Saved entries
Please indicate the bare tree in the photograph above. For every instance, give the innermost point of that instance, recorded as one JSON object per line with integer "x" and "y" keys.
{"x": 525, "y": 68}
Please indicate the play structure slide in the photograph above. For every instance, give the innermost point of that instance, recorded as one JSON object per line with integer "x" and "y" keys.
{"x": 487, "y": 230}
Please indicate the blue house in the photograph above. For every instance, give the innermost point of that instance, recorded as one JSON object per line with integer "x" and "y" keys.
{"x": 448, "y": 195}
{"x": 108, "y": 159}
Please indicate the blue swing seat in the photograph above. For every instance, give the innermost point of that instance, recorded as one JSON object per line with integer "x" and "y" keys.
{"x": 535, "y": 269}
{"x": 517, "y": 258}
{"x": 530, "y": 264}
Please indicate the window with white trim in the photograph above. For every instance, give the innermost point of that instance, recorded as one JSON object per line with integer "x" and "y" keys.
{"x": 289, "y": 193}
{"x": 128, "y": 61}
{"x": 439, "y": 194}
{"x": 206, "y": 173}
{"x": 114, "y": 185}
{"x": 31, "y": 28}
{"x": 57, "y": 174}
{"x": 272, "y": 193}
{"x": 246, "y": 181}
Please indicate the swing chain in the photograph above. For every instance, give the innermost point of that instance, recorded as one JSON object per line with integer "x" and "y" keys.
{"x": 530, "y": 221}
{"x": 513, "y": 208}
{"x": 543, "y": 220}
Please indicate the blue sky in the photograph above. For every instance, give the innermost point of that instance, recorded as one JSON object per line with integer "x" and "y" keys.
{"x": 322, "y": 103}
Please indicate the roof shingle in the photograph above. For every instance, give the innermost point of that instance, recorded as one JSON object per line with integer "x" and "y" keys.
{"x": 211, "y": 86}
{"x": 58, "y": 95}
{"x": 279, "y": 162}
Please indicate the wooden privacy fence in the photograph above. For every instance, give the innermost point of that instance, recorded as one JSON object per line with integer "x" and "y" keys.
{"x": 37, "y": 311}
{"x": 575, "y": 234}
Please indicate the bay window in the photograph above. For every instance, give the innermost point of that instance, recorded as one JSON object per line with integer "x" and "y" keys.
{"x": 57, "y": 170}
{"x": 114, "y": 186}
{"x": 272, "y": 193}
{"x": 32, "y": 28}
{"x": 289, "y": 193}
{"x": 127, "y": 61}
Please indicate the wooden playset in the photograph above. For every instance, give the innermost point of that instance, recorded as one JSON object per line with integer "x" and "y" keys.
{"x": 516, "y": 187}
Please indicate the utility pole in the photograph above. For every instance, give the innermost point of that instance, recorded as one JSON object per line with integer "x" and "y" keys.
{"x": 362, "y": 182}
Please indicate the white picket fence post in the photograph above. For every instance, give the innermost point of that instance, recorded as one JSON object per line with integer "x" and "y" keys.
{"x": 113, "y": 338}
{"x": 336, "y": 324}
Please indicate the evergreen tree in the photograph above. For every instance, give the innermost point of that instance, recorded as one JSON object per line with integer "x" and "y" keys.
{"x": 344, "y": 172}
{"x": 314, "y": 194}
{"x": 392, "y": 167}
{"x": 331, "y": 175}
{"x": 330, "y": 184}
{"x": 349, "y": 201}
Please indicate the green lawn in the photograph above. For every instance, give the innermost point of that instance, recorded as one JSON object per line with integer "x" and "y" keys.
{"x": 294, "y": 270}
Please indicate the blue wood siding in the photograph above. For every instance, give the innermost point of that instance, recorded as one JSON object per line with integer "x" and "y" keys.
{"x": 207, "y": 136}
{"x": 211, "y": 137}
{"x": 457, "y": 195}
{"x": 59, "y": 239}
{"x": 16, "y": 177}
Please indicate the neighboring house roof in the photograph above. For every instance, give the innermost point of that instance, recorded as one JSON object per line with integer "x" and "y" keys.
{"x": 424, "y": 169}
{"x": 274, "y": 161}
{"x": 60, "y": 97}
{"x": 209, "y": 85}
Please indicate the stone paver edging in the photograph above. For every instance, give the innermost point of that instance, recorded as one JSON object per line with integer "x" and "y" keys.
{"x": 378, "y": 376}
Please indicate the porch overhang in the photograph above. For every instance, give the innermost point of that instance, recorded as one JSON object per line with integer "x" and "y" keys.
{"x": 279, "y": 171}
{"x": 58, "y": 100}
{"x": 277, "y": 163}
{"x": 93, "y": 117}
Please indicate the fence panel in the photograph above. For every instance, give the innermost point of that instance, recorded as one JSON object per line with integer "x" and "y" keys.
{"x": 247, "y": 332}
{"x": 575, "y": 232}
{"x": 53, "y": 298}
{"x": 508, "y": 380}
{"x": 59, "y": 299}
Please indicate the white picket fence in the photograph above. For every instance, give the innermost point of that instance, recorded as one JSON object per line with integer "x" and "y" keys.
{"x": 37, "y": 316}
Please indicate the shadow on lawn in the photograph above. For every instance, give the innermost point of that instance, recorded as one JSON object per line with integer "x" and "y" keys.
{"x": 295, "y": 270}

- _TASK REQUIREMENTS_
What you return must match the records above exactly, line for line.

- _ANSWER SECTION_
Please indicate the bare tree in the photograph above. For every instance, give the innermost point of that instance, recorded as one JSON object per line with integer "x" and "y" keys.
{"x": 525, "y": 68}
Please indicate the play structure slide in the photograph above. For every instance, give the innermost point of that instance, recorded as one JSON object per line with integer "x" and "y" keys.
{"x": 487, "y": 230}
Please indicate the blue house in the photograph above. For every instance, give the innermost point of that instance, recorded as one JSON object per line with integer "x" and "y" keys.
{"x": 448, "y": 195}
{"x": 108, "y": 159}
Please indicate the blue swing seat in the photograph above. For every instance, give the innermost point of that instance, recorded as one JSON object per line with integer "x" and "y" keys.
{"x": 535, "y": 269}
{"x": 517, "y": 258}
{"x": 530, "y": 264}
Please indicate the window with white trim in the photograph above. For every instance, give the innermost point of that instance, recorded as one JSON object per line with integer "x" and "y" keys.
{"x": 289, "y": 193}
{"x": 128, "y": 61}
{"x": 439, "y": 194}
{"x": 206, "y": 173}
{"x": 114, "y": 185}
{"x": 31, "y": 28}
{"x": 57, "y": 174}
{"x": 272, "y": 193}
{"x": 246, "y": 181}
Please indicate the swing chain in the photograph above. For every instance, give the innermost point of that instance, recorded as one JSON object per line with integer "x" and "y" keys.
{"x": 530, "y": 221}
{"x": 513, "y": 208}
{"x": 543, "y": 220}
Please indicate the blue sky in the photograph above. For every instance, give the innermost point of that instance, recorded as one JSON object per line with integer "x" and "y" keys.
{"x": 322, "y": 103}
Please indicate the roof shingle in the photograph above. For every instance, give the innermost point of that instance, recorded as one JSON object per line with integer "x" and "y" keys.
{"x": 211, "y": 86}
{"x": 58, "y": 95}
{"x": 279, "y": 162}
Please indicate the wooden privacy fence in the photograph above. For every instance, give the innermost point of that instance, recorded as one JSON object per line with integer "x" and "y" keys.
{"x": 37, "y": 311}
{"x": 575, "y": 234}
Please indicate the bay window in the photograph above. For every instance, give the innermost point of that instance, recorded as one JSON object per line with integer "x" and "y" keys.
{"x": 57, "y": 170}
{"x": 114, "y": 186}
{"x": 272, "y": 193}
{"x": 32, "y": 28}
{"x": 289, "y": 193}
{"x": 127, "y": 61}
Please indicate the wooden playset in the photograph above. For every instance, give the innermost point of that instance, recorded as one JSON object per line with integer "x" and "y" keys.
{"x": 516, "y": 187}
Please indicate the utility pole in the photograph above. For every instance, give the innermost point of that instance, recorded as one JSON object per line with integer "x" and "y" keys.
{"x": 362, "y": 182}
Please indicate the white picket fence post in the photograph above. For every instance, give the innermost point of that instance, recorded as one JSON object per line with integer "x" and "y" keys.
{"x": 113, "y": 338}
{"x": 336, "y": 324}
Please indicate the evergreen tree in the photograph above. For every instance, give the innermost point of that instance, recorded as one JSON object per line with integer "x" and "y" keys.
{"x": 344, "y": 172}
{"x": 314, "y": 194}
{"x": 392, "y": 167}
{"x": 331, "y": 175}
{"x": 330, "y": 184}
{"x": 349, "y": 201}
Please indicate the green lawn in the photograph above. For every instance, give the innermost point of that instance, recorded as one JSON object per line with integer "x" and "y" keys.
{"x": 294, "y": 270}
Please indicate the blue wood siding in the photograph above. For every instance, give the innermost point of that instance, recorded as one JSON object per line with integer "x" and "y" keys.
{"x": 207, "y": 136}
{"x": 211, "y": 137}
{"x": 457, "y": 195}
{"x": 59, "y": 239}
{"x": 16, "y": 177}
Please indicate the neighboring house roof in the photograph above. For every instance, give the innermost point of that instance, recorded as one JSON object per line with integer "x" and "y" keys.
{"x": 424, "y": 169}
{"x": 274, "y": 161}
{"x": 60, "y": 97}
{"x": 209, "y": 85}
Please indicate the stone paver edging in the photograph above. For every instance, give the innermost point of that instance, recorded as one JSON object per line with integer "x" and "y" keys.
{"x": 378, "y": 376}
Please indicate the porch overhang in the photograph above. For every instance, give the innermost point of that instance, recorded as one JSON object per line with integer "x" and "y" keys.
{"x": 279, "y": 171}
{"x": 58, "y": 100}
{"x": 277, "y": 163}
{"x": 93, "y": 117}
Please indicate the fence panel in the photograph above. For every instance, give the innermost point of that instance, recorded as one JSON object per line with integer "x" and "y" keys.
{"x": 247, "y": 332}
{"x": 575, "y": 232}
{"x": 53, "y": 298}
{"x": 508, "y": 380}
{"x": 59, "y": 299}
Please indicate the white picket fence in the photograph above. For every instance, give the innermost point of that instance, recorded as one JSON object per line with integer "x" and "y" keys.
{"x": 37, "y": 316}
Please indicate the shadow on lawn in the photograph above. For every instance, give the innermost point of that instance, recorded as one JSON object per line with integer "x" and "y" keys.
{"x": 295, "y": 270}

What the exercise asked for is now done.